## Text segment
##########

Re: text fields and performance for ETL
Grega Jesih writes: >> The goal in our docs is to point out that using an arbitrary length >> specification is not required in PostgreSQL. > Well perhaps yours. But there are pro-tools (I refer to SSIS in this context) > that provide a very fast dataflow in case there is a known record size. That's a matter for those tools to document, not us, because it's their performance characteristics that you are talking about, not ours. I'll just point out in passing, though, that "fixed record size" for text strings is an illusion as soon as you have to deal with non-ASCII data. So I'm skeptical that such optimizations are worth much anymore. regards, tom lane
Re: text fields and performance for ETL
Dear Tom and David, >I'll just point out in passing, though, that "fixed record size" for text >strings is an illusion as soon as you have to deal with non-ASCII data. >So I'm skeptical that such optimizations are worth much anymore. It doesn't matter is it ascii or not. A string is a string. An UTF-8 is also one, just differently coded. It matters a lot. It means time saving. Plenty of time. So we're talking performance. Not postgres performance, interface performance. The new architectures include more and more data exchange among databases. Now when you deal with bigger data sizes that go from millions to billions, this fixed size vs of text - undefined size becomes very relevant. But what I am trying to achieve is that you describe a view local to database itself and and broader view, integration. There is also the inner aspect of a database model where for a currency of true size 3 you choose char(3) instead of text. You prevent a dummy insert on a database level. So no text len>3 may enter this field. BR Grega Od: Tom Lane Poslano: 3. november 2021 18:37:28 Za: Grega Jesih Kp: David G. Johnston; grega.je...@gmail.com; Pg Docs Zadeva: Re: text fields and performance for ETL Grega Jesih writes: >> The goal in our docs is to point out that using an arbitrary length >> specification is not required in PostgreSQL. > Well perhaps yours. But there are pro-tools (I refer to SSIS in this context) > that provide a very fast dataflow in case there is a known record size. That's a matter for those tools to document, not us, because it's their performance characteristics that you are talking about, not ours. I'll just point out in passing, though, that "fixed record size" for text strings is an illusion as soon as you have to deal with non-ASCII data. So I'm skeptical that such optimizations are worth much anymore. regards, tom lane NOTICE - NOT TO BE REMOVED. This e-mail and any attachments are confidential and may contain legally privileged information and/or copyright material of Actual I.T. or third parties. If you are not an authorised recipient of this e-mail, please contact Actual I.T. immediately by return email or by telephone or facsimile on the above numbers. You should not read, print, re-transmit, store or act in reliance on this email or any attachments and you should destroy all copies of them.

##########

## Instruction 1
From the rows below, pull out each line that contains the string "blue". Case counts.

## Input data
##########

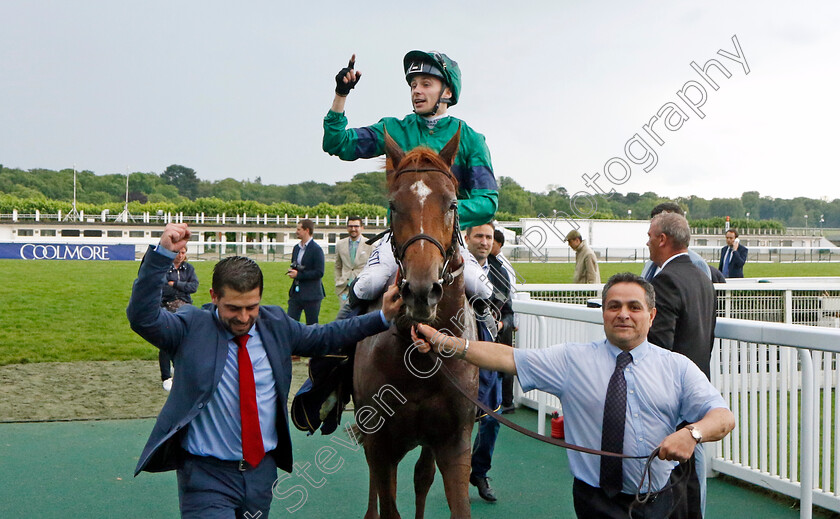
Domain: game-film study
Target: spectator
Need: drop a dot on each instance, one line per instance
(306, 271)
(494, 317)
(684, 323)
(586, 265)
(181, 281)
(733, 256)
(351, 255)
(649, 270)
(660, 390)
(224, 427)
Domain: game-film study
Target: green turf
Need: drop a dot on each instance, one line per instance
(74, 310)
(84, 469)
(538, 272)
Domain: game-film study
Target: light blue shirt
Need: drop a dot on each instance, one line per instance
(663, 389)
(217, 430)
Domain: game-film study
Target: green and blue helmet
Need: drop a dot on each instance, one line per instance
(437, 64)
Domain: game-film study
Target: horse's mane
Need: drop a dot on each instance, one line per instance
(420, 157)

##########

## Instruction 2
In the thread on text fields and ETL performance, which actions does the closing notice say an unauthorized recipient should not take with the email or its attachments?

## Written answer 1
Target: light blue shirt
Target: green and blue helmet

## Written answer 2
- read
- print
- re-transmit
- store
- act in reliance on them